Region labeling listing:
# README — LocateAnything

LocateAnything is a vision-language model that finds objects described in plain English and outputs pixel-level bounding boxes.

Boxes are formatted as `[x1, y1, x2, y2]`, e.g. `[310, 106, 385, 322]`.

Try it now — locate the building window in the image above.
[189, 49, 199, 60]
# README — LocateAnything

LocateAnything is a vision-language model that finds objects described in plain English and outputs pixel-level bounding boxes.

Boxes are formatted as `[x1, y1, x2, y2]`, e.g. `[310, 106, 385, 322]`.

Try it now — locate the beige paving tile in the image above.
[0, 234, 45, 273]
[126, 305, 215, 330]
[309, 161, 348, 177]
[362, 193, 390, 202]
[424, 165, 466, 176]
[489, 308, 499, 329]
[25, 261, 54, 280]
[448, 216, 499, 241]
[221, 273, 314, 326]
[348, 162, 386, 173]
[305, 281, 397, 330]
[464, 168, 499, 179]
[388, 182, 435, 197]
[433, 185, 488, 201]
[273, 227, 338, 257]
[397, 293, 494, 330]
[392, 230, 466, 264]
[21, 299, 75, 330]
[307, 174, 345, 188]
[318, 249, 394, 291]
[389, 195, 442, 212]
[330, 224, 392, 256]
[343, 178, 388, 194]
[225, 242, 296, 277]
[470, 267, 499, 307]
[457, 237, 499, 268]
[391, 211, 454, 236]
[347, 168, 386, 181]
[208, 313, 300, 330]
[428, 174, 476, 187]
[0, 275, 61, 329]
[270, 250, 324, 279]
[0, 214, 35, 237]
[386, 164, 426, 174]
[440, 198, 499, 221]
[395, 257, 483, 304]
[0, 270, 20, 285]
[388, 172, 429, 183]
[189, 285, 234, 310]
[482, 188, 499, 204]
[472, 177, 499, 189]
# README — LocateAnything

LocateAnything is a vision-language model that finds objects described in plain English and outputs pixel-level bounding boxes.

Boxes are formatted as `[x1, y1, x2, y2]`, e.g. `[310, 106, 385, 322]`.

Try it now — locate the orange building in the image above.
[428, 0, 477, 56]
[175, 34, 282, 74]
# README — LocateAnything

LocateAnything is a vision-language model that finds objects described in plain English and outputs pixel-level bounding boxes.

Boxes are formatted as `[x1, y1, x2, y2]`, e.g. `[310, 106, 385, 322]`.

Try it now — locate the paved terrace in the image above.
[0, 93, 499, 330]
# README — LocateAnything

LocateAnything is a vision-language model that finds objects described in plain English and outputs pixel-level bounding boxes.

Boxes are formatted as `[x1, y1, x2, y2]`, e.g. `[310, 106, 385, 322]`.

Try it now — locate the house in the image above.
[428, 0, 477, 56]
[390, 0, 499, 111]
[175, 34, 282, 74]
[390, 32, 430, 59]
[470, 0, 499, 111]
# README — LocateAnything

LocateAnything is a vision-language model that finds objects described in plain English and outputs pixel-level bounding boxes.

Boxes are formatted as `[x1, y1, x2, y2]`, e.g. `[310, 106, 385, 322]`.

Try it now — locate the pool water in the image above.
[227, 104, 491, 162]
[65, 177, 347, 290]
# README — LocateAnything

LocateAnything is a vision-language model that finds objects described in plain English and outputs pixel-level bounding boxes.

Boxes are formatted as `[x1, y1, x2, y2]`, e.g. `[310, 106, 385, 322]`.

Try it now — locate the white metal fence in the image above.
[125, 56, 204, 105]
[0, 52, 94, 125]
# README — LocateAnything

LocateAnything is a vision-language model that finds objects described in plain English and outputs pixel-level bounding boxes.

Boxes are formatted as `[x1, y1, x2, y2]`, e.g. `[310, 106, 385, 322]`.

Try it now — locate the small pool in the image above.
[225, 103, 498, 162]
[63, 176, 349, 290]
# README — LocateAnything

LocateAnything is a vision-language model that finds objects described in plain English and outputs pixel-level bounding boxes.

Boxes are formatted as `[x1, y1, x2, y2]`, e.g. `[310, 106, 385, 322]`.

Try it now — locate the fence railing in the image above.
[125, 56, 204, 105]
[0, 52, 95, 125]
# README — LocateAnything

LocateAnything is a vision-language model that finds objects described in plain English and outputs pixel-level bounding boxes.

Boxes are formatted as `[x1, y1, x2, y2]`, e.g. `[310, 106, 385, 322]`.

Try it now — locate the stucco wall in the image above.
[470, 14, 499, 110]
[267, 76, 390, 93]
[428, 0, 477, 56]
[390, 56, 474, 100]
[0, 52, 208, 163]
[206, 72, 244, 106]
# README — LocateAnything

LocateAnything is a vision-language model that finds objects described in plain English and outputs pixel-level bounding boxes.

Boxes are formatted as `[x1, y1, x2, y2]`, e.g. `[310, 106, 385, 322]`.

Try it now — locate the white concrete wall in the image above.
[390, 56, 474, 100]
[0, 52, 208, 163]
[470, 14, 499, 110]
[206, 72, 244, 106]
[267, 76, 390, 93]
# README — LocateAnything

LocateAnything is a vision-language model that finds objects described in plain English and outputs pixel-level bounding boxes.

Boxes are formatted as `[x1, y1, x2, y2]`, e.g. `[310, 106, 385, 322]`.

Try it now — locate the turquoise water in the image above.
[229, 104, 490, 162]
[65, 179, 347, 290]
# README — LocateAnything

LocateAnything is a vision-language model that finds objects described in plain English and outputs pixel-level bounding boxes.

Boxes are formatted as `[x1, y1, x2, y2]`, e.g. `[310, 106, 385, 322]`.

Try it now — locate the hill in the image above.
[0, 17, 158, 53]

→ Aim
Recast the listing, from its start through the line holding "[189, 49, 199, 60]", inclusive, as a two-column CSV with the headers request and box. Give one row per request, with its text and its answer each in a single quoted field and line breaks turned into spaces.

→ Result of this exercise
request,box
"# README — LocateAnything LocateAnything is a vision-language model that finds objects described in plain English and outputs pixel-level bounding boxes. Boxes are formatted as `[x1, y1, x2, y2]`, e.g. `[310, 106, 385, 322]`. Try it now — locate the building window in the image above.","[189, 49, 199, 60]"